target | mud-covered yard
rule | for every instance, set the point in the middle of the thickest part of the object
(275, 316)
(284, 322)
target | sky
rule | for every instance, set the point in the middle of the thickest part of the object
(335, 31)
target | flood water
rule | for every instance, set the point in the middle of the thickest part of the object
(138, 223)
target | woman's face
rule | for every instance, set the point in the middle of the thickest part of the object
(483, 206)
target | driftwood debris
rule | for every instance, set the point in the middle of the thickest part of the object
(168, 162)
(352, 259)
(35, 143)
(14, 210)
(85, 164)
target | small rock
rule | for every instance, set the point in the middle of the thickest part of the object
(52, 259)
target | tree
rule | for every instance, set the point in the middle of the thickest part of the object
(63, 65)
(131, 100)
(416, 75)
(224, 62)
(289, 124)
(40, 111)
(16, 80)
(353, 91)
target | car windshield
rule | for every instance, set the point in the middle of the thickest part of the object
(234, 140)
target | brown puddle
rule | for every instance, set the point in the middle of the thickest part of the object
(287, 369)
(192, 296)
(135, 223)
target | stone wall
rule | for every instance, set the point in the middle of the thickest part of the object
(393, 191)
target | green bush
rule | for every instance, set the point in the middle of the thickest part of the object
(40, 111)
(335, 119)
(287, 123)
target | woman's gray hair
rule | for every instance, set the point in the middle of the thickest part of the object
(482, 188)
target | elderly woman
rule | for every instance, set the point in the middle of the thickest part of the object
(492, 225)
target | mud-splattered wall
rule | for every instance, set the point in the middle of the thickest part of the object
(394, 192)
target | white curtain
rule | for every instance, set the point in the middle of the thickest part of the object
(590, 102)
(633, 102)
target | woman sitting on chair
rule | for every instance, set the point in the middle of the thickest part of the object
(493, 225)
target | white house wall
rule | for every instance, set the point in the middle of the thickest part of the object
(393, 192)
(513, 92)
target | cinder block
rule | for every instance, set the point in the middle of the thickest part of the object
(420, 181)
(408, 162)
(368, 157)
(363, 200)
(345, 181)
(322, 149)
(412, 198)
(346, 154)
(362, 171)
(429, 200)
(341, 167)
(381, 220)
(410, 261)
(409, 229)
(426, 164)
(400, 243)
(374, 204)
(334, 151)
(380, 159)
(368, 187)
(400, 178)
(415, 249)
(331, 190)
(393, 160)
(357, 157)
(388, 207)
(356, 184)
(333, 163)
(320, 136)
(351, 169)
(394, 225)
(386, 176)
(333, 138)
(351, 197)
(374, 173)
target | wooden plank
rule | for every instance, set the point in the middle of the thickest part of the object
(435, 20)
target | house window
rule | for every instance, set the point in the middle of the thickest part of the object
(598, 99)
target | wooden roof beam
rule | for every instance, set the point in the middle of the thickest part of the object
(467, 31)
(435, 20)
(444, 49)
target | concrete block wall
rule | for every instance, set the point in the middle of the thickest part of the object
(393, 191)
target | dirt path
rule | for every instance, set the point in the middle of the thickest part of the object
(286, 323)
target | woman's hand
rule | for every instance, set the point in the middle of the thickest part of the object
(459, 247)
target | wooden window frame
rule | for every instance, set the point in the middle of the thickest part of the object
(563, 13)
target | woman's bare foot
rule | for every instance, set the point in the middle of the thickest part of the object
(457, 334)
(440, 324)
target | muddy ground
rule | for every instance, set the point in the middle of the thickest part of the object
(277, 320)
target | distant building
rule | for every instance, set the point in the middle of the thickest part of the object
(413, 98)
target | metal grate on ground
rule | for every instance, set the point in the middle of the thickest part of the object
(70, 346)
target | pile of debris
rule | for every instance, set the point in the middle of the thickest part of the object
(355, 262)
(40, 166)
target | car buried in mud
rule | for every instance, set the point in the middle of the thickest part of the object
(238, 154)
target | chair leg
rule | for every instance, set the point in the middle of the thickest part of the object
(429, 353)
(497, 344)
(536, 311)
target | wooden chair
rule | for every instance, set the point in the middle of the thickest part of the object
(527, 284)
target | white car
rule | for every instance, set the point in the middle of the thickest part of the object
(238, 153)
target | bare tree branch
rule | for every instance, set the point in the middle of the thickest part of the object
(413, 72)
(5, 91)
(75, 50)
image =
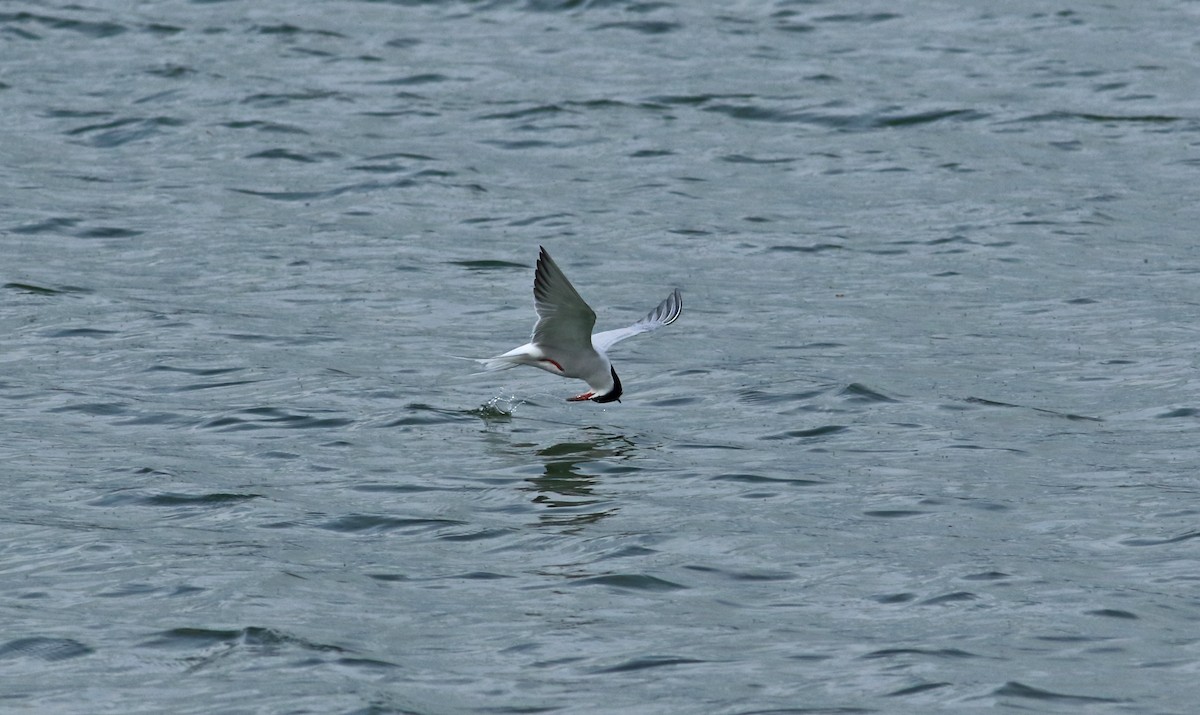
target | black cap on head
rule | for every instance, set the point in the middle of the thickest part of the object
(611, 395)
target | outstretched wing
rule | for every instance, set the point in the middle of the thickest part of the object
(564, 319)
(665, 314)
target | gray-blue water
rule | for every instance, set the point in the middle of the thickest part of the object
(924, 439)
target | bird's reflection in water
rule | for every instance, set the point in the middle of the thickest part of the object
(568, 488)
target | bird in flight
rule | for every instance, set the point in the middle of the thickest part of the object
(563, 342)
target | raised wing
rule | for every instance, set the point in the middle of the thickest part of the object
(665, 314)
(564, 320)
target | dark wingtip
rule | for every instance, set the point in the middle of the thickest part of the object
(611, 395)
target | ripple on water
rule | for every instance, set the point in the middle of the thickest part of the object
(270, 418)
(43, 648)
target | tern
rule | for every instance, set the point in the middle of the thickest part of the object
(562, 341)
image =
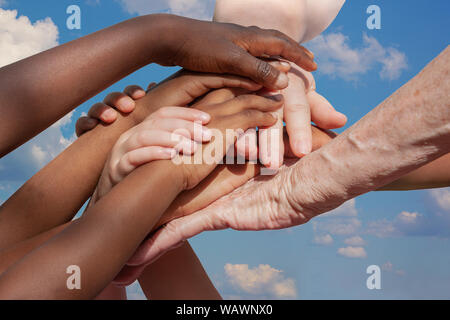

━━━━━━━━━━

# YOUR GOAL
Return every line from the records above that contains the word "debris".

# RESPONSE
target | driftwood debris
target | pile of debris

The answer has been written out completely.